**Exercise:**
Answer these questions using the passage on Disney stock below.
(a) Who recommended a look at The Walt Disney Company in February?
(b) Between which price marks did the stock move from 1998 till 2009?
(c) What level did the RSI reach after the stock rose to $122 in 2015?

**Passage provided:**
++++++++++
Disney Could Rally After A Long Pause

Aibek Burabayev - INO.com Contributor - Metals - Disney


In February my respected fellow author Noah Kiedrowski recommended that you to take a look at The Walt Disney Company (NYSE:DIS) and supported his view with an extensive analysis of the company, which has quite a positive outlook and sound fundamentals. He has been covering Disney for some time on the Blog and I am sure his focused research could let you find quite useful data about the company.

I spotted an interesting long setup on the Disney chart recently, which confirms Noah’s February outlook and I am happy to share it with you in this post. Now you will have his background analysis augmented with my technical outlook for a 360⁰ view.

Chart: The Walt Disney Company Monthly: Finishing Triangular Consolidation

Disney
Chart courtesy of tradingview.com

After examining the long-term chart of this fantastic company, I understood why my colleague admires Disney so much. This stock is like other great companies that are moving all the way up with quite long consolidations. The previous one was observed from 1998 till 2009 with seesaw moves of the wide range between $13 and $44 marks. After it broke loose, the stock just rocketed to the sky-high level at the $122 in 2015 with just minor pullbacks. The RSI then has reached an extremely overbought level at the 88 mark.
++++++++++
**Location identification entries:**
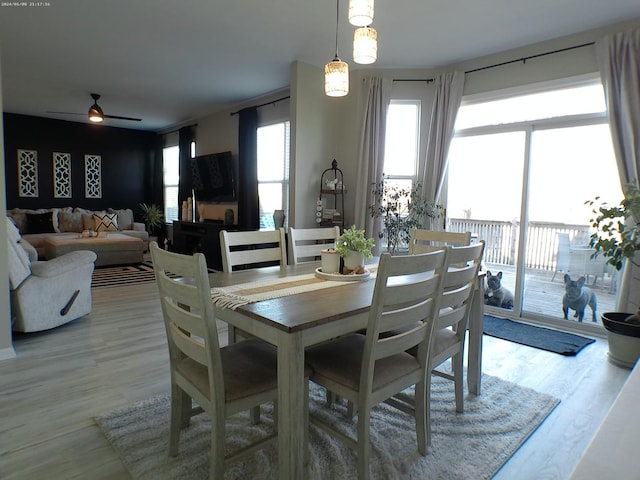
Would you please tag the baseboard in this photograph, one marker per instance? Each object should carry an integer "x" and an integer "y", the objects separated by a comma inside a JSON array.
[{"x": 7, "y": 353}]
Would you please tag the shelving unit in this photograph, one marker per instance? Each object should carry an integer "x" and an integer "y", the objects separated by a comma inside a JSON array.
[{"x": 330, "y": 217}]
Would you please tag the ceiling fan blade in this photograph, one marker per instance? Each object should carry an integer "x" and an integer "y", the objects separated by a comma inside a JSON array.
[{"x": 116, "y": 117}]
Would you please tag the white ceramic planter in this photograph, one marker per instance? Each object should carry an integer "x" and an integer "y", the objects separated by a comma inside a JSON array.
[{"x": 353, "y": 260}]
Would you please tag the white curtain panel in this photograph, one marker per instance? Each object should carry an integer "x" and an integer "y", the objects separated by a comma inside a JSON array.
[
  {"x": 448, "y": 96},
  {"x": 618, "y": 58},
  {"x": 371, "y": 152}
]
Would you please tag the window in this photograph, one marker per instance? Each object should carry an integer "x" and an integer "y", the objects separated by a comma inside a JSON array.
[
  {"x": 521, "y": 168},
  {"x": 273, "y": 171},
  {"x": 171, "y": 178}
]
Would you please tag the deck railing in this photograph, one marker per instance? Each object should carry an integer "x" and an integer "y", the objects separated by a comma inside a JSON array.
[{"x": 501, "y": 240}]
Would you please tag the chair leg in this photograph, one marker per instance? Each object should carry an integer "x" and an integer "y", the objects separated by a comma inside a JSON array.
[
  {"x": 457, "y": 365},
  {"x": 255, "y": 415},
  {"x": 364, "y": 443},
  {"x": 421, "y": 416}
]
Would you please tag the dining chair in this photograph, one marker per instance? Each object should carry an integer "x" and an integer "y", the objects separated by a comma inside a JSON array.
[
  {"x": 306, "y": 244},
  {"x": 221, "y": 381},
  {"x": 367, "y": 369},
  {"x": 459, "y": 284},
  {"x": 421, "y": 241},
  {"x": 252, "y": 249}
]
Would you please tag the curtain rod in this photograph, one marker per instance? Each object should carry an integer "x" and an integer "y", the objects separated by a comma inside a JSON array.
[
  {"x": 524, "y": 59},
  {"x": 178, "y": 129},
  {"x": 265, "y": 104}
]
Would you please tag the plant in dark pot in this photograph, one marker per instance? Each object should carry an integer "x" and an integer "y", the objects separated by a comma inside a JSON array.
[{"x": 617, "y": 237}]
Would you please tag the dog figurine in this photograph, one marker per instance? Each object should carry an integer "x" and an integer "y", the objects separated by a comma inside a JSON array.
[
  {"x": 577, "y": 297},
  {"x": 496, "y": 295}
]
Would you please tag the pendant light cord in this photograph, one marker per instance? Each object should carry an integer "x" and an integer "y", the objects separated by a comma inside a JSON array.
[{"x": 337, "y": 23}]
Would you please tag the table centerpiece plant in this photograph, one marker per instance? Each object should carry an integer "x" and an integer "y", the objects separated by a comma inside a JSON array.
[
  {"x": 617, "y": 237},
  {"x": 401, "y": 209},
  {"x": 354, "y": 247}
]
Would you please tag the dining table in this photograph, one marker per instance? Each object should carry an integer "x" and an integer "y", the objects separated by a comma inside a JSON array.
[{"x": 304, "y": 316}]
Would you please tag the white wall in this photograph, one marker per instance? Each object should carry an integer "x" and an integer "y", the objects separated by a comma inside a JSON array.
[{"x": 6, "y": 340}]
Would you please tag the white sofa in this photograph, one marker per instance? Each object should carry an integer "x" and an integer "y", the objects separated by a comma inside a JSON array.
[
  {"x": 37, "y": 225},
  {"x": 45, "y": 295}
]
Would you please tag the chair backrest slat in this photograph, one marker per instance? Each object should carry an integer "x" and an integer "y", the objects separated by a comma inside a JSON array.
[
  {"x": 306, "y": 244},
  {"x": 252, "y": 249}
]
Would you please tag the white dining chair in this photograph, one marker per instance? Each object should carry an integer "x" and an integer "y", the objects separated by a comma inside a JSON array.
[
  {"x": 220, "y": 381},
  {"x": 367, "y": 369},
  {"x": 306, "y": 244},
  {"x": 252, "y": 249}
]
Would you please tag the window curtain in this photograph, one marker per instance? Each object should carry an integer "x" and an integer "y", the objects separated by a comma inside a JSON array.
[
  {"x": 618, "y": 58},
  {"x": 248, "y": 202},
  {"x": 446, "y": 102},
  {"x": 185, "y": 139},
  {"x": 371, "y": 153}
]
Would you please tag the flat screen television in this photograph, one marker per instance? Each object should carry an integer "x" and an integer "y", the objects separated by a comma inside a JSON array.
[{"x": 213, "y": 177}]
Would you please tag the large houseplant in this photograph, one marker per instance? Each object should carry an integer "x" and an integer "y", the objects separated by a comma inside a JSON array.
[
  {"x": 401, "y": 209},
  {"x": 353, "y": 246},
  {"x": 617, "y": 237}
]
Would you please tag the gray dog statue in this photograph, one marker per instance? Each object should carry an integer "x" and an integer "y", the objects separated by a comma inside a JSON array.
[
  {"x": 577, "y": 297},
  {"x": 496, "y": 295}
]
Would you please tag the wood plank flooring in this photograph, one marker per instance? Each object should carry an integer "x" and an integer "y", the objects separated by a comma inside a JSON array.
[{"x": 117, "y": 355}]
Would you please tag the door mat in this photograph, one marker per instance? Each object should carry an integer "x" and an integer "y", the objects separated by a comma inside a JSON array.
[{"x": 567, "y": 344}]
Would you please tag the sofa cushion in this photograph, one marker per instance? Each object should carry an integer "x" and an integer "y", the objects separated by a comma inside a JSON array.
[
  {"x": 125, "y": 218},
  {"x": 70, "y": 221},
  {"x": 40, "y": 222},
  {"x": 107, "y": 222}
]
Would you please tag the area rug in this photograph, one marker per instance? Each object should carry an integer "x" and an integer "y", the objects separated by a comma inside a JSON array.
[
  {"x": 538, "y": 337},
  {"x": 116, "y": 276},
  {"x": 470, "y": 445}
]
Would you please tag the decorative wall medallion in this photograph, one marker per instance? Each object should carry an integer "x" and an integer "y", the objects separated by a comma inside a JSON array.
[
  {"x": 61, "y": 175},
  {"x": 93, "y": 176},
  {"x": 27, "y": 173}
]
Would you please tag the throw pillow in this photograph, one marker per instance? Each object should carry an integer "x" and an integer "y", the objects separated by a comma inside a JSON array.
[
  {"x": 40, "y": 222},
  {"x": 107, "y": 222},
  {"x": 70, "y": 222}
]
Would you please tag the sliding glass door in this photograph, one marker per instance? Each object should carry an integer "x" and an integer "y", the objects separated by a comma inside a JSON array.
[{"x": 521, "y": 168}]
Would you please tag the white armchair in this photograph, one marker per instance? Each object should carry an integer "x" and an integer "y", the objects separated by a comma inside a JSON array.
[{"x": 45, "y": 295}]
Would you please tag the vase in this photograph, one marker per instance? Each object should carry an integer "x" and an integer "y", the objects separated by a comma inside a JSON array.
[
  {"x": 278, "y": 218},
  {"x": 353, "y": 260}
]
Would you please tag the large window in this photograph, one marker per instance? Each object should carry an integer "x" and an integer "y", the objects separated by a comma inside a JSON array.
[
  {"x": 273, "y": 171},
  {"x": 521, "y": 168},
  {"x": 171, "y": 179}
]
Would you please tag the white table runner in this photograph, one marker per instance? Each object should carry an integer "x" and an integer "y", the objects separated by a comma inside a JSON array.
[{"x": 237, "y": 295}]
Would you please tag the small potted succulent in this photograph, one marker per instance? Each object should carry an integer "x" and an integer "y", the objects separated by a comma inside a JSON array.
[
  {"x": 354, "y": 247},
  {"x": 617, "y": 237}
]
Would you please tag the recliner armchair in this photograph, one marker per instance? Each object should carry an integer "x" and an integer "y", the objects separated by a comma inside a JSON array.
[{"x": 47, "y": 294}]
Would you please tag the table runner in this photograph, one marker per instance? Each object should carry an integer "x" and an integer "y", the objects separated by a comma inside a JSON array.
[{"x": 235, "y": 296}]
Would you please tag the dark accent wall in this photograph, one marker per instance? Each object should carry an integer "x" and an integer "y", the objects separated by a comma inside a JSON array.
[{"x": 128, "y": 158}]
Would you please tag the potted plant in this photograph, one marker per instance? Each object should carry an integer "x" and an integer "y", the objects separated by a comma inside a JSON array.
[
  {"x": 152, "y": 216},
  {"x": 617, "y": 237},
  {"x": 401, "y": 209},
  {"x": 354, "y": 247}
]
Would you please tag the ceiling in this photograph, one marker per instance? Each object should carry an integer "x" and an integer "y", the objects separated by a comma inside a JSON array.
[{"x": 173, "y": 61}]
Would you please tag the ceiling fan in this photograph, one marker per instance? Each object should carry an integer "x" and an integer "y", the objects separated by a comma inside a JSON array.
[{"x": 96, "y": 115}]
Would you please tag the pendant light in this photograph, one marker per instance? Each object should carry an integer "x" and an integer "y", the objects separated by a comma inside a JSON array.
[
  {"x": 360, "y": 12},
  {"x": 365, "y": 45},
  {"x": 336, "y": 72}
]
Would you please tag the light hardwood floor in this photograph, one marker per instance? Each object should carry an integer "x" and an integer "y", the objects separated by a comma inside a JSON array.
[{"x": 117, "y": 355}]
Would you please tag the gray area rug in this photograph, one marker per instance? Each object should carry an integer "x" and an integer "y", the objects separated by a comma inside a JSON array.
[{"x": 472, "y": 445}]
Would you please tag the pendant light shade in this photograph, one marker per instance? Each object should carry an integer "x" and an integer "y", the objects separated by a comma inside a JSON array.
[
  {"x": 336, "y": 78},
  {"x": 365, "y": 45},
  {"x": 360, "y": 12},
  {"x": 95, "y": 113}
]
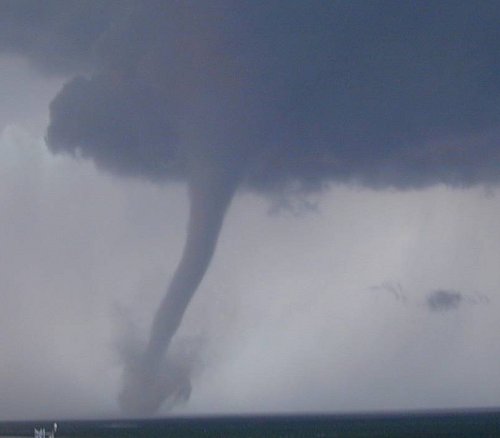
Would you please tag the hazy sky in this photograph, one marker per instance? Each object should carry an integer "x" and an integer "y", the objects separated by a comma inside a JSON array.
[{"x": 352, "y": 298}]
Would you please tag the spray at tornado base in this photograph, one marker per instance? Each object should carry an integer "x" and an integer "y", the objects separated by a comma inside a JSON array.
[{"x": 260, "y": 95}]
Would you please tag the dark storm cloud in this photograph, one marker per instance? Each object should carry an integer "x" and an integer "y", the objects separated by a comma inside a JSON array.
[
  {"x": 265, "y": 94},
  {"x": 387, "y": 93},
  {"x": 442, "y": 300}
]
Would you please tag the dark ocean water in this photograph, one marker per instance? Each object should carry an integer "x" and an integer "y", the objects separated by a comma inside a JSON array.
[{"x": 440, "y": 424}]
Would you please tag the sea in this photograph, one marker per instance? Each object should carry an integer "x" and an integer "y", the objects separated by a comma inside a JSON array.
[{"x": 478, "y": 423}]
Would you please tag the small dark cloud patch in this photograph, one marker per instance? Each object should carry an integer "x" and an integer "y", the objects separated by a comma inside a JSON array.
[{"x": 443, "y": 300}]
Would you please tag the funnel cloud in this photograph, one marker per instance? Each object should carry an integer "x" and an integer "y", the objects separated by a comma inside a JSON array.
[{"x": 263, "y": 96}]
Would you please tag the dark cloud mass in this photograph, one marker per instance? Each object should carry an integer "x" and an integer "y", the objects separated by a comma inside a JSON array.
[
  {"x": 265, "y": 94},
  {"x": 442, "y": 300}
]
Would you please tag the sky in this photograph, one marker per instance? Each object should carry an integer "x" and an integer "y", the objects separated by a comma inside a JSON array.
[{"x": 356, "y": 277}]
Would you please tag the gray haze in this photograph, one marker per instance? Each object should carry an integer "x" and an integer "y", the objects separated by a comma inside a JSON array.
[{"x": 269, "y": 96}]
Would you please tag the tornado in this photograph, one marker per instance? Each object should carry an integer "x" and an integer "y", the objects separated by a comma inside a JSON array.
[
  {"x": 151, "y": 379},
  {"x": 385, "y": 95}
]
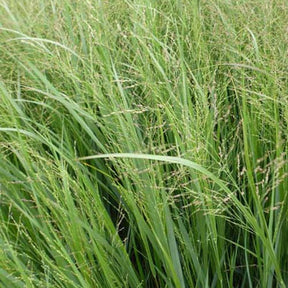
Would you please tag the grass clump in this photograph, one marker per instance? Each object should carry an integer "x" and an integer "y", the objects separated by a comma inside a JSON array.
++++++++++
**Reply to the exercise:**
(a) Noah Kiedrowski
(b) Between $13 and $44
(c) The 88 mark, an extremely overbought level